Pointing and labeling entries
▼

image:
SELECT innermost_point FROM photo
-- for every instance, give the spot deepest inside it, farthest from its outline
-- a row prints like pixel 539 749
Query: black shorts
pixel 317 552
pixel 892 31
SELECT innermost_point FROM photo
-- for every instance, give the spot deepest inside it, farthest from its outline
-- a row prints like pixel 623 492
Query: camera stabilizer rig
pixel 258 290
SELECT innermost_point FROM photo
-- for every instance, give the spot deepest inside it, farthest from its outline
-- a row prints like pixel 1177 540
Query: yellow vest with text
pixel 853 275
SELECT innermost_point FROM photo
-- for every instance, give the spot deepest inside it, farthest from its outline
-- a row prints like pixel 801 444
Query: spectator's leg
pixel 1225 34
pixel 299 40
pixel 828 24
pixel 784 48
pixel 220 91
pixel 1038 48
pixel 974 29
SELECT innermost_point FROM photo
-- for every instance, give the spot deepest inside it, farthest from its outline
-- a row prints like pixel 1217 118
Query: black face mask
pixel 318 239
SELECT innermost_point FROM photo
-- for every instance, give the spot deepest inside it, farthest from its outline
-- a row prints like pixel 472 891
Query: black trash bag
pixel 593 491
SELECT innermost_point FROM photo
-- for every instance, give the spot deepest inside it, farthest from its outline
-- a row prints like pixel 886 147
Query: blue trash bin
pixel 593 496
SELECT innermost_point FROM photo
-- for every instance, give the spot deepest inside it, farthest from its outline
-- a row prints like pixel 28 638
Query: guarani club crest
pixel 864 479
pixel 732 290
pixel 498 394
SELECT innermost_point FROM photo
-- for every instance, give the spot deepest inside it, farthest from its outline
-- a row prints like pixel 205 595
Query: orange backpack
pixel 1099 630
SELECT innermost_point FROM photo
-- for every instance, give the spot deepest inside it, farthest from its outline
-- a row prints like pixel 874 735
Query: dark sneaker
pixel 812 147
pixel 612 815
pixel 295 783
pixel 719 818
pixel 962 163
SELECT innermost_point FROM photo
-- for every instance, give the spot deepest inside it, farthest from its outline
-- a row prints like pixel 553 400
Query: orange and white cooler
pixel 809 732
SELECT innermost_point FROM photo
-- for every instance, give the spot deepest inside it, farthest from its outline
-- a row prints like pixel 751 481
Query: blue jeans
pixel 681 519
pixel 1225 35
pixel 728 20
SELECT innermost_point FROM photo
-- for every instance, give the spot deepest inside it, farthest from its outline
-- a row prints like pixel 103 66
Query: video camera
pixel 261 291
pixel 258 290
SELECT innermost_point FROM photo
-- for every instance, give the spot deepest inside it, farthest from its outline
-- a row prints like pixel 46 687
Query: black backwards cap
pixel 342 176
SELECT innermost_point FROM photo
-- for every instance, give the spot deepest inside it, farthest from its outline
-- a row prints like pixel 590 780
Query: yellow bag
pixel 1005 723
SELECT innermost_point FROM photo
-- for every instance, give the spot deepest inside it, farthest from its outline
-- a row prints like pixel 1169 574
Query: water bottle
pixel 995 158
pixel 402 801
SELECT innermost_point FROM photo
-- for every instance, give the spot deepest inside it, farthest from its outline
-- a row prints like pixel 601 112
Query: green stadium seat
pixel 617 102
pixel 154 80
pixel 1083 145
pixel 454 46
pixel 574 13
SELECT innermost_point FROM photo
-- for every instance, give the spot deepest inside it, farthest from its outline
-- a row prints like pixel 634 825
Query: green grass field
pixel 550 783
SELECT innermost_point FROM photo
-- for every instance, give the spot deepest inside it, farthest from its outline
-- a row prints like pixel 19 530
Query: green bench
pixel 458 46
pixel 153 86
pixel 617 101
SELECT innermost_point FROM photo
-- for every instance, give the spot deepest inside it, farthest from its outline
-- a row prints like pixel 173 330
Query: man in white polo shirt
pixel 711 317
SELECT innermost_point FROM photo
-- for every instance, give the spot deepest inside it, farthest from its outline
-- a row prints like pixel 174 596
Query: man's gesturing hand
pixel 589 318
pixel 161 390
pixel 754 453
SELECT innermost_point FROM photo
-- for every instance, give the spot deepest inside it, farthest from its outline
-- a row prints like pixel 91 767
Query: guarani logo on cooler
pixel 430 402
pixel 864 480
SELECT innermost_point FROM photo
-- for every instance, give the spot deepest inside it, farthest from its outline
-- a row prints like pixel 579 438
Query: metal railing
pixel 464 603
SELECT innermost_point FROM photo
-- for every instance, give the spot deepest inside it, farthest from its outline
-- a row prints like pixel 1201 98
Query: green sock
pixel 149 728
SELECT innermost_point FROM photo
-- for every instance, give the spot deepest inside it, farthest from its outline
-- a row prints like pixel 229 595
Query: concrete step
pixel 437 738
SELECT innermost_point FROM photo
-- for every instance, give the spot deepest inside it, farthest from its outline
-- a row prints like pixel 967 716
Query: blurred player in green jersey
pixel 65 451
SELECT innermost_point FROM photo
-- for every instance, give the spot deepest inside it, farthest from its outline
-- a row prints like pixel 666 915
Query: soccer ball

▲

Task details: Reproduce the data above in full, substituting "deepest_point" for every occurrence of "innermost_point" and leaving everything else unchanged.

Problem solution:
image:
SELECT deepest_point FROM photo
-- for every instance, give the spot deepest inside it, farthest from its outline
-- a row prints like pixel 539 749
Query: black shorts
pixel 317 552
pixel 892 31
SELECT deepest_point FROM photo
-- for every instance, give the spot deepest inside it, farthest from its outline
-- a row prints like pixel 623 492
Query: camera stabilizer rig
pixel 258 290
SELECT deepest_point FROM photo
-- for every instance, give the spot deepest inside it, farthest from its outline
-- a row prints like pixel 1177 540
Query: yellow vest with text
pixel 853 275
SELECT deepest_point FROM photo
-- for every instance, give the spot deepest inside it, farthest from its outline
-- a row prints like pixel 801 444
Query: spectator's leg
pixel 1225 34
pixel 299 40
pixel 828 24
pixel 784 48
pixel 220 91
pixel 1038 48
pixel 974 29
SELECT deepest_point FROM photo
-- for every instance, give the spot deepest inside it, farthest from its outline
-- a row prints like pixel 1217 118
Query: black face mask
pixel 318 239
SELECT deepest_point FROM photo
-- for every instance, give the spot deepest inside it, farthest from its outline
-- a row prints like pixel 472 891
Query: black trash bag
pixel 593 491
SELECT deepest_point FROM photo
-- for every instance, give the spot deepest inside it, farthest from its outline
-- a row prints like pixel 886 147
Query: blue trash bin
pixel 593 496
SELECT deepest_point FROM photo
-- for every instance, give the spot deepest inside it, farthest from its outline
-- a row prints like pixel 28 638
Query: guarani club crest
pixel 864 479
pixel 732 290
pixel 498 394
SELECT deepest_point FROM photo
-- for every instance, give the spot deepest inside it, farthest from its outline
-- a row prints like pixel 205 595
Query: orange backpack
pixel 1099 630
SELECT deepest_point FROM photo
-- for every instance, give the spot deepest inside it, farthest from its outline
-- a row prints like pixel 874 735
Query: dark sneaker
pixel 812 147
pixel 612 815
pixel 295 783
pixel 719 818
pixel 962 163
SELECT deepest_point FROM photo
-- for every instance, give the spot deepest inside it, farthest from its outline
-- a row prints like pixel 553 400
Query: orange and white cooler
pixel 809 732
SELECT deepest_point FROM photo
-- for every instance, give the spot deepest inside it, farthest from its outline
-- a row prints like pixel 751 481
Query: blue jeans
pixel 681 519
pixel 1225 35
pixel 728 20
SELECT deepest_point FROM photo
-- for every instance, give the spot deepest inside it, farthest from its outline
-- a row prints like pixel 103 66
Query: video camera
pixel 261 291
pixel 258 290
SELECT deepest_point FROM photo
-- for every instance, give the spot deepest inside it, farthest from its outline
-- a row prints like pixel 46 687
Query: black backwards cap
pixel 342 176
SELECT deepest_point FROM photo
-- for every instance, give the spot deepest inside it, farthest from its outline
-- a row prints like pixel 590 780
Query: yellow bag
pixel 1005 723
SELECT deepest_point FROM photo
-- for every instance, give the spot deepest inside it, farthest from its outline
-- a row prints like pixel 1169 574
Query: water bottle
pixel 995 158
pixel 402 801
SELECT deepest_point FROM photo
-- for every instance, give the spot deepest inside it, farthest from its outline
-- a row prints like pixel 601 112
Query: green stadium seat
pixel 617 102
pixel 154 80
pixel 1083 145
pixel 454 46
pixel 574 13
SELECT deepest_point FROM photo
-- for every instance, give the spot deepest inside it, farthest from its outline
-- a row prints like pixel 634 825
Query: green grass field
pixel 550 783
SELECT deepest_point FROM photo
-- for every instance, give the spot deepest inside it, farthest from its outline
-- a row prints like pixel 19 530
Query: green bench
pixel 458 46
pixel 153 86
pixel 617 101
SELECT deepest_point FROM photo
-- for every instance, give the spot deepest inside it, farthest from its outline
-- a row prints like pixel 173 330
Query: man in white polo shirt
pixel 711 317
SELECT deepest_point FROM photo
-- for every instance, give the spot deepest inside it, farthest from its outline
-- a row prints like pixel 174 596
Query: man's gesturing hand
pixel 589 318
pixel 161 390
pixel 754 453
SELECT deepest_point FROM photo
-- for every instance, give the spot deepest inside it, farthest from its outline
-- a row prints like pixel 91 767
Query: guarani logo on cooler
pixel 430 402
pixel 864 480
SELECT deepest_point FROM photo
-- for every instance, give the spot deepest inside it, farthest from its outline
-- a row prints like pixel 579 438
Query: metal railing
pixel 464 603
SELECT deepest_point FROM photo
-- for every instance, give the spot deepest inside it, farthest from its outline
-- a row prints like pixel 1201 98
Query: green sock
pixel 149 728
SELECT deepest_point FROM photo
-- for every instance, give the spot deepest inside it, farthest from its outline
-- a row prints like pixel 229 595
Query: concrete step
pixel 437 738
SELECT deepest_point FROM photo
-- for every instance, give the spot deepest inside it, farthest from its outline
-- a row prints like pixel 967 716
Query: blurred player in green jersey
pixel 65 451
SELECT deepest_point FROM photo
-- for every instance, give the spot deepest inside it, farthest from its outline
-- a row prints like pixel 666 915
Query: soccer ball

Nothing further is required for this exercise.